#### TEXTE RETENU ####
L'Annonciation de la Très Sainte Vierge

C'est en parlant à un roi impie qui refusait un prodige que Dieu daignait lui offrir, en signe de sa miséricordieuse protection sur Jérusalem, que le Prophète annonce à Juda la sublime merveille qui s'accomplit aujourd'hui : Une vierge concevra et enfantera un fils. C'est dans un siècle où le genre humain semblait avoir comblé la mesure de tous ses crimes, où le polythéisme et la plus affreuse dépravation régnaient par toute la terre, que le Seigneur réalise ce prodige. La plénitude des temps est arrivée ; et cette antique tradition qui a fait le tour du monde : qu'une Vierge deviendrait mère, se réveille dans le souvenir  des peuples.

 

En ce jour où un si profond mystère s'est accompli, révérons la puissance du Seigneur, et sa fidélité à ses promesses. L'auteur des lois de la nature les suspend pour agir lui-même ; la virginité et la maternité s'unissent dans une même créature : c'est qu'un Dieu va naître. Une Vierge ne pouvait enfanter qu'un Dieu : c'est pourquoi le fils de Marie aura nom Emmanuel, Dieu avec nous.

 

Adorons dans son infirmité volontaire le Dieu créateur du monde visible et invisible, qui veut désormais que toute créature confesse non seulement sa grandeur infinie, mais encore la vérité de cette nature humaine qu'il daigne prendre pour nous sauver. A partir de cette heure, il est bien le Fils de l’Homme : neuf mois il habitera le sein maternel, comme les autres enfants ; comme eux après sa naissance, il goûtera le lait et le miel, et sanctifiera tous les états de l'humanité : car il est l'homme nouveau qui a daigné descendre du ciel pour relever l'ancien. Sans rien perdre de sa divinité, il vient subir toutes les conditions de notre être infirme et borné, afin de nous rendre à son tour participants de la nature divine.
####
## CONSIGNES DE L'EXERCICE
• A. Répondez aux questions suivantes d'après le texte sur l'Annonciation.
(i) À qui le Prophète parlait-il quand il annonça à Juda la merveille ?
(ii) Quel nom portera le fils de Marie ?
(iii) Combien de temps le Fils de l'Homme habitera-t-il le sein maternel ?
• B. Restituez sans aucune modification le passage du texte sur l'Annonciation qui commence par « Adorons dans son » et se poursuit jusqu'à « la nature divine. ».
#### DONNÉES FOURNIES ####
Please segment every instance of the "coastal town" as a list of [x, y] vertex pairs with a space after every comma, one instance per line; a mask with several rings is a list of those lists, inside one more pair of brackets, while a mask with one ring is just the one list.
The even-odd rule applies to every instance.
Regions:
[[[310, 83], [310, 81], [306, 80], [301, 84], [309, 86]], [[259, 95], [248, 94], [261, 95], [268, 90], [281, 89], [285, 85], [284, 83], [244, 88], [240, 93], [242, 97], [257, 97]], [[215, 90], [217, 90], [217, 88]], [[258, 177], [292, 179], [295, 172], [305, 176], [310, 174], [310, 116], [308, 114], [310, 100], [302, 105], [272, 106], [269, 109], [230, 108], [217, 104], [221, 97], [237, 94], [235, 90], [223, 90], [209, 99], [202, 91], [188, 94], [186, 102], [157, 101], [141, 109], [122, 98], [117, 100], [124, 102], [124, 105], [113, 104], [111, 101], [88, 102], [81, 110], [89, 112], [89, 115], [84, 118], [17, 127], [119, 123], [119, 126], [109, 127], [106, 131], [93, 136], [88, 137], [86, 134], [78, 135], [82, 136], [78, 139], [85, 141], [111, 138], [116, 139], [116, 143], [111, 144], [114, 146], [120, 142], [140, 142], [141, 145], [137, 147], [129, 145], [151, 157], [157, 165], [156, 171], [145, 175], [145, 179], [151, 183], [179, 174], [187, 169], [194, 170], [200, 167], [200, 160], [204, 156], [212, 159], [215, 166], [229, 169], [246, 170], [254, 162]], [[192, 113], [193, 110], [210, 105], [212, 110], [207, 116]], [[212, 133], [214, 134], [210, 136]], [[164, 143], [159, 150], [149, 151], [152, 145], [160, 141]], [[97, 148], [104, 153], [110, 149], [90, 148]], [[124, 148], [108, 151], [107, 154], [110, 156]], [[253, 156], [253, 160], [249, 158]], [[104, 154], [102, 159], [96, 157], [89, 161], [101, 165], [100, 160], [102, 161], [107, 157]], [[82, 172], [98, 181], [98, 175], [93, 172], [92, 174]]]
####
## LES CORRIGÉS
• A.
(i) À un roi impie qui refusait un prodige que Dieu daignait lui offrir.
(ii) Emmanuel, c'est-à-dire Dieu avec nous.
(iii) Neuf mois.

• B.
Adorons dans son infirmité volontaire le Dieu créateur du monde visible et invisible, qui veut désormais que toute créature confesse non seulement sa grandeur infinie, mais encore la vérité de cette nature humaine qu'il daigne prendre pour nous sauver. A partir de cette heure, il est bien le Fils de l’Homme : neuf mois il habitera le sein maternel, comme les autres enfants ; comme eux après sa naissance, il goûtera le lait et le miel, et sanctifiera tous les états de l'humanité : car il est l'homme nouveau qui a daigné descendre du ciel pour relever l'ancien. Sans rien perdre de sa divinité, il vient subir toutes les conditions de notre être infirme et borné, afin de nous rendre à son tour participants de la nature divine.